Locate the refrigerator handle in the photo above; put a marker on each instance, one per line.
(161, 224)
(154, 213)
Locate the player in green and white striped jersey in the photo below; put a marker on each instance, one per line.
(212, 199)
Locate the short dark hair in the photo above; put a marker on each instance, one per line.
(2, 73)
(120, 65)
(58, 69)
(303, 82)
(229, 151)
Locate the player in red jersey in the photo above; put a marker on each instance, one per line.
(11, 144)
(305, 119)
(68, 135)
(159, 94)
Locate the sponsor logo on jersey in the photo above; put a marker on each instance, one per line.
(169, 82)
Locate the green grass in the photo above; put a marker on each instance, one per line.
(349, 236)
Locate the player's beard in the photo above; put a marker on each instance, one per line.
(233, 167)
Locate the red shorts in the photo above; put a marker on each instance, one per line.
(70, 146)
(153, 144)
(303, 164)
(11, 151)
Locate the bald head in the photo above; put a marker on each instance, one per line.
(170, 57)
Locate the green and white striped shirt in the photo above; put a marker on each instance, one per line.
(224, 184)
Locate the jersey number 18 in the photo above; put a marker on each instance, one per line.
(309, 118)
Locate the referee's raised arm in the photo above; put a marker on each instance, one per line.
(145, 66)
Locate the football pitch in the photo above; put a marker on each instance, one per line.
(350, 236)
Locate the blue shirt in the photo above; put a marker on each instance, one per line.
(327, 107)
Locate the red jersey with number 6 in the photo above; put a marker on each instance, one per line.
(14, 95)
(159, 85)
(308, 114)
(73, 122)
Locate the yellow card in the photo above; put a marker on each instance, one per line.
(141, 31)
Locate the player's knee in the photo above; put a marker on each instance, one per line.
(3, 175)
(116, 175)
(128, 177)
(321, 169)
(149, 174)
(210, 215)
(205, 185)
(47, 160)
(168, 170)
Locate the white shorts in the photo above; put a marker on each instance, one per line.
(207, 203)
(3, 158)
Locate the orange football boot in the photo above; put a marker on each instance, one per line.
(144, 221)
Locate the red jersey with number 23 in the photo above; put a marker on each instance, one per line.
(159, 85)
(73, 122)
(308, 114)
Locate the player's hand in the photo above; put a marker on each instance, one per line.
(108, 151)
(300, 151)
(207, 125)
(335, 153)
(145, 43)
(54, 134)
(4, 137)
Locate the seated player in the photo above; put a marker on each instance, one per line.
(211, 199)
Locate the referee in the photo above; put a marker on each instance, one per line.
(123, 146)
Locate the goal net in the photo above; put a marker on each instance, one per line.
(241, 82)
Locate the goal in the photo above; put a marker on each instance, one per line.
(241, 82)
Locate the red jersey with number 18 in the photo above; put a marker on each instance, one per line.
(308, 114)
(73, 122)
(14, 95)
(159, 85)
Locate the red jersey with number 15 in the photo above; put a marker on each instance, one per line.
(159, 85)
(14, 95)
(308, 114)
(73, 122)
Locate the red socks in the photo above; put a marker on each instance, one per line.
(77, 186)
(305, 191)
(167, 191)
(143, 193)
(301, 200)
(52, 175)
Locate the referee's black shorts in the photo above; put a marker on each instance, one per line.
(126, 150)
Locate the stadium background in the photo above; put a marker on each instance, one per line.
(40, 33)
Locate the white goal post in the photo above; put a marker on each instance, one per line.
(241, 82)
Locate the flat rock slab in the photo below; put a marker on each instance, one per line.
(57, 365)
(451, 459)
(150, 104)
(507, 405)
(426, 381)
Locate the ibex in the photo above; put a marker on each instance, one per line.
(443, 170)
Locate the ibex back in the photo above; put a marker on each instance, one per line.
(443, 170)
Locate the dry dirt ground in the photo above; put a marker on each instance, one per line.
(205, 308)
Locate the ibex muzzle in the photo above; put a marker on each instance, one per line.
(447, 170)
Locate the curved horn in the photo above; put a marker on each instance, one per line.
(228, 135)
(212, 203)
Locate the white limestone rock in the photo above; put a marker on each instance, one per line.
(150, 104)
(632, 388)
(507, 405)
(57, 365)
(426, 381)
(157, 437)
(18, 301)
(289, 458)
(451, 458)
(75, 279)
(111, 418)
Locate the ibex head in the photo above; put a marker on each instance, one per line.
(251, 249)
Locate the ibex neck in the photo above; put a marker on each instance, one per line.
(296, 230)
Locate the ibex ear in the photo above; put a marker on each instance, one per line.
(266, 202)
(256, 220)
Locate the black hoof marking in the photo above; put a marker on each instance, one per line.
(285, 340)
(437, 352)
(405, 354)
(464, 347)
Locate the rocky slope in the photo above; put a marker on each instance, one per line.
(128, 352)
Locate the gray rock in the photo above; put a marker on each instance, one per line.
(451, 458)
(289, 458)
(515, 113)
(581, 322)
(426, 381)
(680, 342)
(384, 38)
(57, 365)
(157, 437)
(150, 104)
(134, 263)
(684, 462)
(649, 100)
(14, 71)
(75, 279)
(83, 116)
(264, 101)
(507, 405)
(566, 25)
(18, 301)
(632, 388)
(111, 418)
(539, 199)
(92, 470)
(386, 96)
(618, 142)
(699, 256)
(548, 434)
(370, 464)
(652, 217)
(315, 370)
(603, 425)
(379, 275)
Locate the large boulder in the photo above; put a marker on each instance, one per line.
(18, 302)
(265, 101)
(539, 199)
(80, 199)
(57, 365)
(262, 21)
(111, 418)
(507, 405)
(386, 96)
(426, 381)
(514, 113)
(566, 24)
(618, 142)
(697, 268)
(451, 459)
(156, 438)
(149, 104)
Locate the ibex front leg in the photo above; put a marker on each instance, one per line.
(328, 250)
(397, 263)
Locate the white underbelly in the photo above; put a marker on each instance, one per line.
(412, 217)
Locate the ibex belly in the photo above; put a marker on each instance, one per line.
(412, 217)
* * * *
#### What to produce:
Write down all of the records again, word for word.

#### Reply:
Locate the refrigerator handle in the photo above; put a marker on each instance, one per line.
(161, 224)
(154, 213)
Locate the player in green and white striped jersey in the photo below; put a marker on each instance, one per line.
(212, 199)
Locate the short dark hair in the photo above; put a marker on each instance, one per line.
(2, 73)
(120, 65)
(58, 69)
(303, 82)
(229, 151)
Locate the player in red jersey in the photo above; put a marker on each instance, one per line.
(11, 144)
(305, 119)
(68, 135)
(159, 94)
Locate the sponsor logo on jersey in the photo above; put a marker on each instance, one per line.
(169, 82)
Locate the green grass in the photo above; put a marker on each instance, one per line.
(349, 236)
Locate the player's beard in the photo above; put a marker on each instance, one per line.
(233, 167)
Locate the red shorts in the photo above; put a marker on each instance, one per line.
(70, 146)
(153, 144)
(303, 164)
(11, 151)
Locate the bald head in the photo above; put a marker on each instance, one per line.
(170, 57)
Locate the green and white striped shirt in the photo above; put a marker on each instance, one per line.
(224, 184)
Locate the jersey number 18 in the photo above; put a marker on each instance, one per line.
(309, 118)
Locate the referee's raised arm in the photo above; put a marker on each instance, one per line.
(145, 66)
Locate the football pitch in the photo above; put a marker on each instance, one per line.
(350, 236)
Locate the blue shirt in the photo above; put a marker on each instance, one per line.
(327, 107)
Locate the red jersey with number 6 in the photo above; put a marker on each instance, one per line.
(14, 95)
(159, 85)
(308, 114)
(73, 122)
Locate the yellow card in the photo above; put a marker on each instance, one per line.
(141, 31)
Locate the player's knee in the photo above; put a marker on each instance, one per line.
(3, 175)
(116, 175)
(128, 177)
(321, 169)
(149, 174)
(210, 215)
(205, 185)
(47, 160)
(168, 170)
Locate the white shorts in the photo above; put a marker on each instance, one per line.
(207, 203)
(3, 158)
Locate the orange football boot in the photo above; put a marker on each instance, one per line.
(144, 221)
Locate the red jersey with number 23 in the photo above; put a marker on each instance, one per line.
(159, 85)
(73, 122)
(308, 114)
Locate the player's hand in the photo above; put a marker on each instance, one per line.
(108, 151)
(300, 151)
(207, 125)
(335, 153)
(145, 43)
(54, 134)
(4, 137)
Locate the seated player in the photo above; put a marker on each instance, one per line.
(211, 199)
Locate the referee in the photo above; put a marker on each instance, one per line.
(123, 146)
Locate the goal net in the photo above; put a marker on each instance, one per line.
(241, 82)
Locate the goal in the photo above; put a marker on each instance, one per line.
(241, 82)
Locate the red jersey with number 18 in the photo above; put a marker on each instance, one per line.
(308, 114)
(73, 122)
(14, 95)
(159, 85)
Locate the red jersey with number 15 in the photo above; put a marker on each instance, one per line.
(159, 85)
(14, 95)
(308, 114)
(73, 122)
Locate the red socks in the photo above; put a marker on each instance, one per line.
(77, 186)
(305, 191)
(167, 191)
(143, 193)
(301, 200)
(52, 175)
Locate the referee's black shorts in the photo above; put a marker on each instance, one per line.
(126, 150)
Locate the stadium background in the photo above; put a marker on each instance, one per line.
(40, 33)
Locate the white goal post in the photo above; put a marker on each instance, one per line.
(241, 82)
Locate the flat rock slab in the photo below; put a marker on each instance, one per line.
(57, 365)
(451, 459)
(150, 104)
(507, 405)
(426, 381)
Locate the ibex in the photo above; put a marker on each instance, one per line.
(443, 170)
Locate the ibex back in the photo above; put a marker on each instance, one per line.
(443, 170)
Locate the dry dirt ground in the photo above; put a marker on each instance, one per line.
(205, 308)
Locate the ibex muzzle in the photo above; put a marker on each instance, one per line.
(447, 170)
Locate the curved horn in the photo above; put a marker on each instance, one per line.
(228, 135)
(212, 203)
Locate the white limestone rock in the photo above; put a marker on each instance, one per line.
(150, 104)
(632, 388)
(507, 405)
(57, 365)
(426, 381)
(157, 437)
(18, 301)
(289, 458)
(451, 458)
(75, 279)
(111, 418)
Locate the ibex head in the photo above; put a marker on each instance, one per line.
(251, 249)
Locate the ibex neck in the photo above; put a marker on each instance, one per line.
(296, 230)
Locate the ibex ear in the photo above; put a marker on each instance, one per line.
(266, 202)
(256, 220)
Locate the black hoof marking in the photo above; put a marker on each instance, one per line.
(285, 340)
(437, 352)
(405, 354)
(464, 347)
Locate the rocky slope in the photo above; put a marker on each instance, one per line.
(128, 352)
Locate the gray rock in the photo above; put a marker on each instance, one per line.
(451, 458)
(289, 458)
(515, 113)
(581, 322)
(426, 381)
(680, 342)
(384, 38)
(57, 365)
(157, 437)
(150, 104)
(134, 263)
(684, 462)
(649, 100)
(14, 71)
(75, 279)
(83, 116)
(264, 101)
(507, 405)
(566, 25)
(18, 301)
(632, 388)
(111, 418)
(539, 199)
(92, 470)
(386, 96)
(618, 142)
(699, 256)
(548, 434)
(370, 464)
(652, 217)
(315, 370)
(603, 425)
(379, 275)
Locate the large boulder in the photo above; put a marker on each instance, one per line.
(18, 302)
(265, 101)
(539, 199)
(80, 199)
(57, 365)
(262, 21)
(111, 418)
(507, 405)
(386, 96)
(426, 381)
(514, 113)
(566, 24)
(618, 142)
(697, 268)
(451, 459)
(156, 438)
(149, 104)
Locate the ibex front leg in the photo above; put a marker on each instance, one per line.
(328, 250)
(397, 263)
Locate the white underbelly in the photo above; put a marker on each instance, one per line.
(412, 217)
Locate the ibex belly in the photo above; put a marker on each instance, one per line.
(412, 217)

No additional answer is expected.